(Stored data entries)
** START **

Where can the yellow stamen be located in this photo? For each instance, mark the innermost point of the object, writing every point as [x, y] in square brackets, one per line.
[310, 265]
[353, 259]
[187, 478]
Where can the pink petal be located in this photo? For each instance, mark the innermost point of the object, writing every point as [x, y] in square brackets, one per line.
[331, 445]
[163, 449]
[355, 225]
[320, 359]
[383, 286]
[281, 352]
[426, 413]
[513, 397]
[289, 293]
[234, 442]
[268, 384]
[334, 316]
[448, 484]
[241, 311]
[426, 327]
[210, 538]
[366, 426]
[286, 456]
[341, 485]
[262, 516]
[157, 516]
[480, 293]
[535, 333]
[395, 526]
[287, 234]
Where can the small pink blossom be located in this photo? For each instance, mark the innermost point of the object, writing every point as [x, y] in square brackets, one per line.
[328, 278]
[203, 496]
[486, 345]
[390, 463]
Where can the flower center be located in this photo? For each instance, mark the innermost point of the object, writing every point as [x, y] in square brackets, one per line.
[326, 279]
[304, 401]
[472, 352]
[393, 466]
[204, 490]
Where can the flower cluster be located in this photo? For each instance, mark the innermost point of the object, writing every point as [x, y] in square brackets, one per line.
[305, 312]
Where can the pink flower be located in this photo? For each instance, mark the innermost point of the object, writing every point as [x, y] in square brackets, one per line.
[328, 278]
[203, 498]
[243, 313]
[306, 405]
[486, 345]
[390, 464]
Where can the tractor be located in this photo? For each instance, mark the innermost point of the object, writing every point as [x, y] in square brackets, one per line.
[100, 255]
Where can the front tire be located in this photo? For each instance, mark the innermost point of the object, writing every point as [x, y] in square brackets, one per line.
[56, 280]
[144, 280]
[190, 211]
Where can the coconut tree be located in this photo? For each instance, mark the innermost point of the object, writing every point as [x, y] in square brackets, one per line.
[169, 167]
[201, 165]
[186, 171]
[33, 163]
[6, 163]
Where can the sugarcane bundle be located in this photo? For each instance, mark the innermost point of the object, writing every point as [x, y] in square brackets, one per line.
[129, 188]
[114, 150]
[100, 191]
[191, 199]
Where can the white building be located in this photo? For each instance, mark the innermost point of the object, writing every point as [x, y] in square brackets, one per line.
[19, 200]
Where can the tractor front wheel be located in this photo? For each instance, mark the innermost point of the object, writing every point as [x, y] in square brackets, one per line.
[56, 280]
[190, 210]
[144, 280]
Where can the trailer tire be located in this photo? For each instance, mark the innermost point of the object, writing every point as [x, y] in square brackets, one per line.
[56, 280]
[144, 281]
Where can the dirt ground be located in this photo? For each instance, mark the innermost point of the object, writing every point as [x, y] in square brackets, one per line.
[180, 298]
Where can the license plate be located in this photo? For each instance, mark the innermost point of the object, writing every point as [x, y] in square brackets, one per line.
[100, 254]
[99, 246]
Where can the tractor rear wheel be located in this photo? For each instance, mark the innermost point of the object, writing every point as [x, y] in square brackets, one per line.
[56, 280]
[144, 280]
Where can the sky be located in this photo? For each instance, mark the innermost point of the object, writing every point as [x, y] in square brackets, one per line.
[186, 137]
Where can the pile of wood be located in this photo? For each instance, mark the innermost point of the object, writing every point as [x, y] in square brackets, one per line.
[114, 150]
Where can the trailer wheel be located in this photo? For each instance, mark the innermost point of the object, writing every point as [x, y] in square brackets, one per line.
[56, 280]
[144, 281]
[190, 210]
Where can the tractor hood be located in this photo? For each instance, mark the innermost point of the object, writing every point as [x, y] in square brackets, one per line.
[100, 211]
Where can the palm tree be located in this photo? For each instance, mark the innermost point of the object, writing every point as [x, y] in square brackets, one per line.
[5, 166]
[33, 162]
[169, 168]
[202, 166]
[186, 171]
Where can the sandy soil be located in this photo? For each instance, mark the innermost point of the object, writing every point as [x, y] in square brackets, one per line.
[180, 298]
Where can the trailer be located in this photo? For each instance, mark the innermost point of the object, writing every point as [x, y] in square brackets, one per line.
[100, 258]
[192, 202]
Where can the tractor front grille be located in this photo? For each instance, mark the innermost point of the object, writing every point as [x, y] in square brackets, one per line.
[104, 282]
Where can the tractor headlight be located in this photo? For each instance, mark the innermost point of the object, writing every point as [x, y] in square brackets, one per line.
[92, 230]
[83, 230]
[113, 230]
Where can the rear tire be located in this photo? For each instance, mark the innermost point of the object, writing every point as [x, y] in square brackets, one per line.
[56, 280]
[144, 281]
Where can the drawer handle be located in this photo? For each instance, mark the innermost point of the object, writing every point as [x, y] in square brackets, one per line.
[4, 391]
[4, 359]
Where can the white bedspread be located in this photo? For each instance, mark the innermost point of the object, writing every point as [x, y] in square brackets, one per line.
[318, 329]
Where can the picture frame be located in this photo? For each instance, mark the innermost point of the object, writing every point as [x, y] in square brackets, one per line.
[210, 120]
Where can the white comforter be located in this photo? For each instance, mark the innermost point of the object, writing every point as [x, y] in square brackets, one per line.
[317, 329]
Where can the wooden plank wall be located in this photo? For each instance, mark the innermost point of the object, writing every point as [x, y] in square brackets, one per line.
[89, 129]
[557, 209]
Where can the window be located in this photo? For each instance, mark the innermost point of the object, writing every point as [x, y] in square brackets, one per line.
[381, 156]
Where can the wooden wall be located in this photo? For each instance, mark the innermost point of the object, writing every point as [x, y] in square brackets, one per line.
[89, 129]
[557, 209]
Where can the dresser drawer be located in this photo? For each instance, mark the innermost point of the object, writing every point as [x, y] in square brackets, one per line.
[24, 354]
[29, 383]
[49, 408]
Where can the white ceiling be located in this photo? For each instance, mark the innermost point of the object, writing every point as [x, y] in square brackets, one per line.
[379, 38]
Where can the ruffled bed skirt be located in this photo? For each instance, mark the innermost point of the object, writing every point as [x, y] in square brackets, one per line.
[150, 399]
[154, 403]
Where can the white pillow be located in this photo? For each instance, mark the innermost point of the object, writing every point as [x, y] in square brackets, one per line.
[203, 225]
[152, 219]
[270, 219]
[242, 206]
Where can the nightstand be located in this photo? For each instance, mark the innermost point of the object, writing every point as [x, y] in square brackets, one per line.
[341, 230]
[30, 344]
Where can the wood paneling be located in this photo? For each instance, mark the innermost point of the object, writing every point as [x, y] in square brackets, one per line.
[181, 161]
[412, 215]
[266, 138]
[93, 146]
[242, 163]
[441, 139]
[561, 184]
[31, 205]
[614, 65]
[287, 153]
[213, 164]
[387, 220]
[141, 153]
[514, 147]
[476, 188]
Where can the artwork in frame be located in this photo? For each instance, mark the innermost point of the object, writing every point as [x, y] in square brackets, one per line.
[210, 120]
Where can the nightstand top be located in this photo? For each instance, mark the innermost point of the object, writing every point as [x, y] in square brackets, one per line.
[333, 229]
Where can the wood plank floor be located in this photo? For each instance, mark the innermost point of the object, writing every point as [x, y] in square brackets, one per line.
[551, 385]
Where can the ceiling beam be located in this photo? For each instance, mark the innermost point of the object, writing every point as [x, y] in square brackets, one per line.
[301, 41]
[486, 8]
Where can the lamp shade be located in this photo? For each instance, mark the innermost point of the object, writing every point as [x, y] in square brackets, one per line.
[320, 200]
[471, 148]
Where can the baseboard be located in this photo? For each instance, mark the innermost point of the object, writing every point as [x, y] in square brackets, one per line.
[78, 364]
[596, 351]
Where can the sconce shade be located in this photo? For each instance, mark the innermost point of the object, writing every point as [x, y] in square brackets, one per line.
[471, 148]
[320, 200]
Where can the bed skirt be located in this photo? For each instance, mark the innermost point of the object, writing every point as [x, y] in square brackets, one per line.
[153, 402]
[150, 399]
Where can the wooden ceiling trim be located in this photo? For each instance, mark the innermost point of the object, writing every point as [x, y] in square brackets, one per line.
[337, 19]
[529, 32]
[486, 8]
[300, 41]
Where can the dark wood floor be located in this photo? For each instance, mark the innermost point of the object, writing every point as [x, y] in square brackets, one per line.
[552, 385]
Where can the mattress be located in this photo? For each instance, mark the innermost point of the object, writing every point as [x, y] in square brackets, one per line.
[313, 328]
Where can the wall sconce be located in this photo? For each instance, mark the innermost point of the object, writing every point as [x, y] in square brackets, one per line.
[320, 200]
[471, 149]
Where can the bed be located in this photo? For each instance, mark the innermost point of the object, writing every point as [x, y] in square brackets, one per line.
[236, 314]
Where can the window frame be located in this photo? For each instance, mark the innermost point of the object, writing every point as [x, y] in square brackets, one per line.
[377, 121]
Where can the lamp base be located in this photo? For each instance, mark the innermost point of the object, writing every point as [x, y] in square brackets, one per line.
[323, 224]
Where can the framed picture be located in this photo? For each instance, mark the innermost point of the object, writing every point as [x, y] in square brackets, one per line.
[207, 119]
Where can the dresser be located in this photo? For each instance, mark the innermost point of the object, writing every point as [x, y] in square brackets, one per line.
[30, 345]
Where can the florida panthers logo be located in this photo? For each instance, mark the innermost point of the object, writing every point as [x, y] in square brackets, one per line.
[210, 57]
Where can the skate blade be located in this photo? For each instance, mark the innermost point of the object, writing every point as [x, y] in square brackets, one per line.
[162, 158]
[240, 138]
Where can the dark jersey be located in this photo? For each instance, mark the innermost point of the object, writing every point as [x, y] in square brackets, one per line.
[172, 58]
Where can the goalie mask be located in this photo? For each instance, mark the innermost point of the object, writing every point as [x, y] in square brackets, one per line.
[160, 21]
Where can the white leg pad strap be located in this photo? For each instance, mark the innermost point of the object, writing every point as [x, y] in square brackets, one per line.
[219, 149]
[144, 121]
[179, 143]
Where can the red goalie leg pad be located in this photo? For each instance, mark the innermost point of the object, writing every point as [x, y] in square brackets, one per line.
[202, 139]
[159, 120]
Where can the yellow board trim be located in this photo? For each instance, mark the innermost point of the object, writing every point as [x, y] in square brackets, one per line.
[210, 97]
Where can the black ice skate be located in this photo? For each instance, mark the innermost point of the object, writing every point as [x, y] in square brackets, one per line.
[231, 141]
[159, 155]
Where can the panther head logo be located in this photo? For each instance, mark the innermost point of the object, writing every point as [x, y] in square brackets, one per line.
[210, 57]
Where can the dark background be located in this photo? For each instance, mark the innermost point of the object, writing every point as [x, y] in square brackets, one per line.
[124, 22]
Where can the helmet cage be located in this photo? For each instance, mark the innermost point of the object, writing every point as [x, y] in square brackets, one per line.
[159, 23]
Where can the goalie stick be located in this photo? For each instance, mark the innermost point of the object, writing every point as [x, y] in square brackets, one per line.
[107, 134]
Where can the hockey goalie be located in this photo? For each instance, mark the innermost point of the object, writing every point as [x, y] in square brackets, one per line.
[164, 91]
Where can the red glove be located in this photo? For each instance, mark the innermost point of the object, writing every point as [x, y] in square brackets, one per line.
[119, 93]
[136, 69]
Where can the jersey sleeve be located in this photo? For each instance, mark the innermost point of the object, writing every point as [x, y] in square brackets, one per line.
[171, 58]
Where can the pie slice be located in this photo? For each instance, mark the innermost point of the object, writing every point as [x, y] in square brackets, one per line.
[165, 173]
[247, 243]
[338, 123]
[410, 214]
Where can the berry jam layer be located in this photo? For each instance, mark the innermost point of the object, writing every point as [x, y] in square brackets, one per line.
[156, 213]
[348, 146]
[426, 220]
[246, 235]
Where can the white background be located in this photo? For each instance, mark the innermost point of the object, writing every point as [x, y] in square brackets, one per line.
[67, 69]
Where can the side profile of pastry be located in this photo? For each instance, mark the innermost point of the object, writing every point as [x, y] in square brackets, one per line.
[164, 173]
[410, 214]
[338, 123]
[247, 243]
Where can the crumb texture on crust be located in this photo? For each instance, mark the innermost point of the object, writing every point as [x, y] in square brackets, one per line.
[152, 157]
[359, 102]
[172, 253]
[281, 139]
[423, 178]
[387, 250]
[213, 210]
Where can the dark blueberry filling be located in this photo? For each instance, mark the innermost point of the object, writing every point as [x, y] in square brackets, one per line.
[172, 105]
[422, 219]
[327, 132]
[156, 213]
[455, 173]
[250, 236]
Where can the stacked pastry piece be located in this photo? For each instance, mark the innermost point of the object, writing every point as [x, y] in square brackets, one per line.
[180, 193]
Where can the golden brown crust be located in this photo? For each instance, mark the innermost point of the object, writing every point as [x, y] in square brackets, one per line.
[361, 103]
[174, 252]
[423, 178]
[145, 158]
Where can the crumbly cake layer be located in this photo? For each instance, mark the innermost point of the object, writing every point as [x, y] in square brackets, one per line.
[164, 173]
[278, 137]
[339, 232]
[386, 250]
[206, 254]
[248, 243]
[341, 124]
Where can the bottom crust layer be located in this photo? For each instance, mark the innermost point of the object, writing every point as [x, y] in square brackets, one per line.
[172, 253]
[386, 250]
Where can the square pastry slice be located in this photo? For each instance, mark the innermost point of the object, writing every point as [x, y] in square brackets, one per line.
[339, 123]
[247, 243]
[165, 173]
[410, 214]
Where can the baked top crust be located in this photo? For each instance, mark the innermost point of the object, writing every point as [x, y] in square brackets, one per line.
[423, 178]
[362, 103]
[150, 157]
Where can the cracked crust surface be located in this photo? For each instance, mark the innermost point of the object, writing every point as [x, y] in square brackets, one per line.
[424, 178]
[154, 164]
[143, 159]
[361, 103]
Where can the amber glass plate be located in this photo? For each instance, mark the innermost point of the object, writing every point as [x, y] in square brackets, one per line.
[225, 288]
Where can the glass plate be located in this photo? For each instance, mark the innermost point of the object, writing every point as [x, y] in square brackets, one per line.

** END **

PROBLEM DESCRIPTION
Starting at the line that contains "Where can the baked", output each remaining line of the listing, the last line included, exactly as it appears.

SOLUTION TO THIS TASK
Where can the baked top crust be located in this photo? For each instance, mark the innermost point of the object, writing every point as [x, y] in square brackets, one per line.
[423, 178]
[362, 103]
[150, 157]
Where can the cracked crust surface be located in this photo? For each instance, mark the innermost point of the object, writing every point as [x, y] in square brackets, one per line.
[424, 178]
[154, 164]
[143, 159]
[361, 103]
Where can the amber glass plate be located in this photo? For each instance, mark the innermost point of the object, writing every point as [x, y] in square brackets, one per line.
[225, 288]
Where can the glass plate be located in this photo? For each instance, mark the innermost point of the object, writing every point as [x, y] in square brackets, one per line.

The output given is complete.